Task brief: Please write out every one of the entries below, reproducing each line without any change.

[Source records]

* begin *

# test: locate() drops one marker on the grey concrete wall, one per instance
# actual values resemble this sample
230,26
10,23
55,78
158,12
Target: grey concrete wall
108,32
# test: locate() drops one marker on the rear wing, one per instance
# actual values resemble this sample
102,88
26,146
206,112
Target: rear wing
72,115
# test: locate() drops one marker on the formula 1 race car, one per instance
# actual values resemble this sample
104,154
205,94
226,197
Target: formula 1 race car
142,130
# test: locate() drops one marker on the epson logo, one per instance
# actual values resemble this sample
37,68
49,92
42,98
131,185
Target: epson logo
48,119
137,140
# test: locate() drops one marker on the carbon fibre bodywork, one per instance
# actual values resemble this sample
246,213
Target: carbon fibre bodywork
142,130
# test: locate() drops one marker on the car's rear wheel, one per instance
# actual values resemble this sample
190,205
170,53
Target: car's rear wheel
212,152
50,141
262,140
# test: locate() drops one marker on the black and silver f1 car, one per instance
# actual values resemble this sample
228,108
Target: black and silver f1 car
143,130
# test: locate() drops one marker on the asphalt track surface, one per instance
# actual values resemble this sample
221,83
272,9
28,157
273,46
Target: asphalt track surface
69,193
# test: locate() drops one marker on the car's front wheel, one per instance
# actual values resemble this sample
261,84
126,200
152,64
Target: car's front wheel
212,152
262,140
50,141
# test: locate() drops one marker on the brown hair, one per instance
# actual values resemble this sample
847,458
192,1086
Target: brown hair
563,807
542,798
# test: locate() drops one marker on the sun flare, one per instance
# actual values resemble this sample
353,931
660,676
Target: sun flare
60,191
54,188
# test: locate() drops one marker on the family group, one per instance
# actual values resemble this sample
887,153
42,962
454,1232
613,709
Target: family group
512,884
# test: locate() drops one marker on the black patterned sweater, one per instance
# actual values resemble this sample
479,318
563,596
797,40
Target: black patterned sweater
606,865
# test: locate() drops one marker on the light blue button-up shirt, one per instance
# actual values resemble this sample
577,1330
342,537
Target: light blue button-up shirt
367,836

* end *

Answer below:
# test: locate() drops one marker on the grey concrete wall, one per instance
# actual values resemble this sample
230,26
10,23
55,78
158,12
Target: grey concrete wall
108,32
# test: locate() drops one marker on the rear wing, one per instance
# actual values resemble this sample
102,88
26,146
206,112
Target: rear wing
72,115
# test: locate() drops one marker on the formula 1 race car, one per instance
# actual values resemble this sample
104,154
205,94
226,197
Target: formula 1 race car
142,130
# test: locate() drops one marker on the epson logo, one per instance
# actual values resemble this sample
37,68
49,92
42,98
131,185
Target: epson logo
48,119
137,140
# test: locate() drops one marker on the carbon fibre bodywork, one per instance
# actual values resemble this sample
246,213
Target: carbon fibre bodywork
142,130
# test: locate() drops one marker on the car's rear wheel, one per instance
# actual values resemble this sample
190,205
170,53
Target: car's rear wheel
212,152
50,141
262,140
# test: locate() drops one marker on the black and silver f1 car, one per instance
# actual values resemble this sample
228,108
Target: black and silver f1 car
143,130
# test: locate() drops one marker on the asphalt track surface, one per instance
# actual values resemble this sample
221,83
272,9
28,157
273,46
Target: asphalt track surface
69,193
# test: locate() drops one marker on the car's front wheel, one per instance
# actual values resemble this sample
261,84
126,200
152,64
Target: car's front wheel
212,152
262,140
50,141
# test: locate() drops one marker on the brown hair, one per instance
# actual values resemble this sample
847,458
192,1086
Target: brown hair
563,807
542,798
# test: locate() drops one marker on the sun flare, one per instance
# actual values resemble this sample
353,931
660,676
Target: sun flare
60,191
54,188
# test: locate() drops one marker on the family group, one per instance
# actual values resemble this sample
887,153
42,962
454,1232
613,709
Target: family group
512,884
# test: locate() drops one marker on the black patterned sweater, one per instance
# actual values resemble this sample
479,318
563,596
797,40
Target: black patterned sweater
606,865
# test: locate() drops one marker on the light blue button-up shirt, one per instance
# actual values resemble this sample
577,1330
342,537
Target: light blue button-up shirt
367,836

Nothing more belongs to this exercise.